◆ ИНСТРУКЦИИ И ТРЕБОВАНИЯ: Какие предложения в отрывке «Мир» заканчиваются вопросительным знаком? Выпишите каждое из них полностью.

◆ ИСХОДНЫЙ ОТРЫВОК:

★ ★ ★ ★ ★ ★ ★

Мир

Но я узнаю себя настоящего только в другом новом. Человек — другой по своему существу. Как другой он осуществляется во времени и в отношении к другу, в котором как именно в другом он узнает себя.

В каком смысле мир — это век, αἰών, saeculum? В том смысле, что эон — безусловная полнота всего настоящего. И «век сей» — тоже в определенном смысле полнота, только, так сказать, полнота еще не полного настоящего, которое не знает, что оно в своем существе другое. Выражение «век сей» стало, правда, неупотребительным, но когда мы говорим «наше время», мы тоже подразумеваем современный мир, и тоже заблудший. Эон как полнота времен исчерпает мир, приведет его весь и во всех отношениях к завершению. История завязана с миром в один узел. История имеет дело с миром, она не в одном из своих планов, а по существу мировая. Историческое событие — всегда событие мира. Не человеческого только. Наука смотрит в далекие части Вселенной, и те пространства принадлежат истории, потому что если не они сами, то по крайней мере их смысл входит в историю, и история не может кончиться, пока далекие звезды остаются загадкой. Если человечеству придется уйти, когда построенные наукой вопросы будут еще оставаться вопросами, случится не конец истории, а ее срыв. В историю мир вовлечен так, что она завершится только в целом мире. Мы спрашиваем: почему так должно быть? Почему век, saeculum, полнота времен означает одновременно полноту мира, почему эон это мир, почему история это история мира?

★ ★ ★ ★ ★ ★ ★

◆ ПРЕДОСТАВЛЕННЫЙ ПЕРЕЧЕНЬ:
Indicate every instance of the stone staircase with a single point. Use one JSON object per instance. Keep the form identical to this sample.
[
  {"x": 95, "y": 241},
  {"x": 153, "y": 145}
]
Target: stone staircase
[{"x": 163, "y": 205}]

★ ★ ★ ★ ★ ★ ★

◆ ОТВЕТ:
1. В каком смысле мир — это век, αἰών, saeculum?
2. Мы спрашиваем: почему так должно быть?
3. Почему век, saeculum, полнота времен означает одновременно полноту мира, почему эон это мир, почему история это история мира?